* **ASSIGNMENT**:
An exact reproduction of the records is required, with all images left out.

"""

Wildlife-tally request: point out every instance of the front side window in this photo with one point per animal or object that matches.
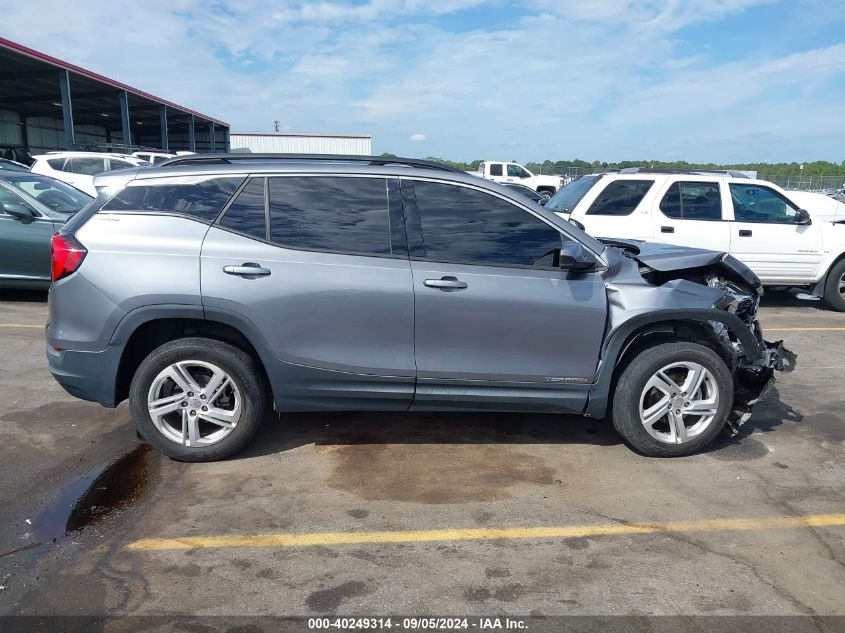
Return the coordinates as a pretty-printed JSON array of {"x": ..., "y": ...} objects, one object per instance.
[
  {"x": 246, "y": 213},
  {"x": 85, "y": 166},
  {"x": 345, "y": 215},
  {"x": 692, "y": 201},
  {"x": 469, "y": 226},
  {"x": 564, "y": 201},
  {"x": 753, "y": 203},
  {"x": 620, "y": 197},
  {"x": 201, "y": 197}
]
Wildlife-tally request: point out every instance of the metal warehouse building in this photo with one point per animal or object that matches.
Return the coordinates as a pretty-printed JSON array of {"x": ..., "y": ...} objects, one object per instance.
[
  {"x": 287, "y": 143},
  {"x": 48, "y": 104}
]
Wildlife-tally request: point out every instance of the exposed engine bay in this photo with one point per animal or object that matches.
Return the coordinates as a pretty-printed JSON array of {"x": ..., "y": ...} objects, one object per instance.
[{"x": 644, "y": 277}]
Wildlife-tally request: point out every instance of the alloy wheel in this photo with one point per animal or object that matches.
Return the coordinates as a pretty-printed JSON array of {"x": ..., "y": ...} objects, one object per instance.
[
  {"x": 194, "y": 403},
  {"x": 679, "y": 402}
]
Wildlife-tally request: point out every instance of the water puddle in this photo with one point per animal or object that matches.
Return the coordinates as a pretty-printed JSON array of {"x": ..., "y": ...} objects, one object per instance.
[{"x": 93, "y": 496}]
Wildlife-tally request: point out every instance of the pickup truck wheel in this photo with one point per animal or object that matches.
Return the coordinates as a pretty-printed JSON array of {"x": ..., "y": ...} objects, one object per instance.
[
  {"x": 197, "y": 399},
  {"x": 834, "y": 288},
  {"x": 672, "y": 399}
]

"""

* **ANSWER TO THIS EXERCISE**:
Wildlife-tally request: point out every instance of the front side window in this photo with one point per animal or object that matches.
Return the coordinates as a pretty-printed JSON array of {"x": ..., "y": ...} objects, one object per instance.
[
  {"x": 246, "y": 213},
  {"x": 85, "y": 166},
  {"x": 345, "y": 215},
  {"x": 692, "y": 201},
  {"x": 469, "y": 226},
  {"x": 564, "y": 201},
  {"x": 753, "y": 203},
  {"x": 620, "y": 197},
  {"x": 201, "y": 197}
]
Wildlife-tally request: point out every instance of the metal warehouse building in this photo with one point per animal or object that matches.
Return the coordinates as a pretty-printed JSON array of {"x": ..., "y": ...} objects, one object per instance.
[
  {"x": 287, "y": 143},
  {"x": 48, "y": 104}
]
Wildlife-tally request: point out every instance of the exposed engine bay in this photo with one point per animal or object that matches.
Return the coordinates as a pretty-printed JSON array of {"x": ..., "y": ...} objects, one object per instance.
[{"x": 644, "y": 277}]
Wildlife-tally request: point out every instance of the alloy wheel in this photo with one point per animal or object that matches.
Return the coordinates as a pretty-printed JSON array of {"x": ..., "y": ...} objects, one object per instance.
[
  {"x": 194, "y": 403},
  {"x": 679, "y": 402}
]
Wildlife-tally request: point out every instance of the water puddle in this photo with one point per animal or object that matches.
Return the coordinates as a pretty-printed JSON array of {"x": ..., "y": ...} objects, one object per instance.
[{"x": 93, "y": 496}]
Wildlife-tally request: point out every instance of the pickup truck wheel in this photo with one point per animal or object that matches.
Return the coordinates as a pretty-printed JSON array of {"x": ..., "y": ...} objects, one object per instance.
[
  {"x": 197, "y": 399},
  {"x": 834, "y": 288},
  {"x": 672, "y": 399}
]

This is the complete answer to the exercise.